WHAT YOU HAVE TO DO | Every record that follows must be given again exactly.

──────── ENTRIES SUPPLIED ────────

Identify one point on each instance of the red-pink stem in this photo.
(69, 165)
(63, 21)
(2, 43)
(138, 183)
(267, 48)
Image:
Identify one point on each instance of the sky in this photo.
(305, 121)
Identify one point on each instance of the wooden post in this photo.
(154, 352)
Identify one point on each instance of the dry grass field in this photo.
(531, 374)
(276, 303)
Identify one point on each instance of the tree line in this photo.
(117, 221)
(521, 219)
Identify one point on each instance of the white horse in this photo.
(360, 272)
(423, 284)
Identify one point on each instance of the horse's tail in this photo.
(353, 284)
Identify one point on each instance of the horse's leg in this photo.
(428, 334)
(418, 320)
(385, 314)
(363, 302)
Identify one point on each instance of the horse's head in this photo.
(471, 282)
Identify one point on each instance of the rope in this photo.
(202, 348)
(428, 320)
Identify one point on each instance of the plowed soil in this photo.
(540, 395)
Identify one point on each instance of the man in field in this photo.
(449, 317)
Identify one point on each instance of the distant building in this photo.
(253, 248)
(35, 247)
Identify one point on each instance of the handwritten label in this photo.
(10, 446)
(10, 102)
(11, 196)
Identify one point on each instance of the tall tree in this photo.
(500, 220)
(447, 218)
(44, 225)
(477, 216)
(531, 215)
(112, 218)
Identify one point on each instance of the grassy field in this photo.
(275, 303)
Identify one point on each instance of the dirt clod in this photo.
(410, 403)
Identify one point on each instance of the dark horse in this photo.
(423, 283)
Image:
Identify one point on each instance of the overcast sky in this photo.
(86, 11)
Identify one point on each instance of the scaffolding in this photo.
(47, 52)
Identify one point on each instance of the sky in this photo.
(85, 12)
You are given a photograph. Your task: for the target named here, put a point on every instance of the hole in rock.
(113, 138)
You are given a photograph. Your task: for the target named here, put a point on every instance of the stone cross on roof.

────────

WRITTEN RESPONSE |
Identify one point on each instance of the red-pink stem in this photo.
(69, 165)
(63, 21)
(2, 43)
(138, 183)
(267, 48)
Image:
Identify one point on each instance of the sky in this photo.
(305, 121)
Identify one point on each instance of the wooden post in this photo.
(154, 352)
Identify one point on each instance of the dry grass field in this photo.
(531, 374)
(276, 303)
Identify one point on each instance of the tree line in this photo.
(117, 221)
(521, 219)
Identify one point on each instance of the white horse in this photo.
(360, 272)
(423, 284)
Identify one point on each instance of the horse's tail in this photo.
(353, 284)
Identify one point on each instance of the horse's leg in this photo.
(428, 334)
(418, 320)
(385, 314)
(363, 302)
Identify one point on each instance of the horse's head in this photo.
(471, 282)
Identify one point on each instance of the rope in this photo.
(202, 348)
(428, 320)
Identify one point on each instance of the plowed soil in this photo.
(540, 395)
Identify one point on each instance of the man in field in this photo.
(449, 317)
Identify one point on each instance of the distant building in this photo.
(253, 248)
(35, 247)
Identify one point on each instance of the handwritten label in this photo.
(10, 446)
(10, 102)
(11, 196)
Identify one point on each instance of the tall tree in this photo.
(500, 220)
(447, 218)
(44, 225)
(477, 216)
(531, 215)
(112, 218)
Identify one point on each instance of the grassy field in this photo.
(275, 303)
Identify one point on each instance of the dirt clod in this photo.
(410, 403)
Identify one point on each instance of the dark horse in this photo.
(423, 283)
Image:
Identify one point on each instance of the overcast sky in this photo.
(86, 11)
Identify one point on each instance of the scaffolding in this photo.
(47, 52)
Identify one point on each instance of the sky in this photo.
(85, 12)
You are given a photograph. Your task: for the target named here, put a point on every instance of the hole in rock.
(113, 138)
You are given a photograph. Your task: for the target named here, put a point on every instance of the stone cross on roof.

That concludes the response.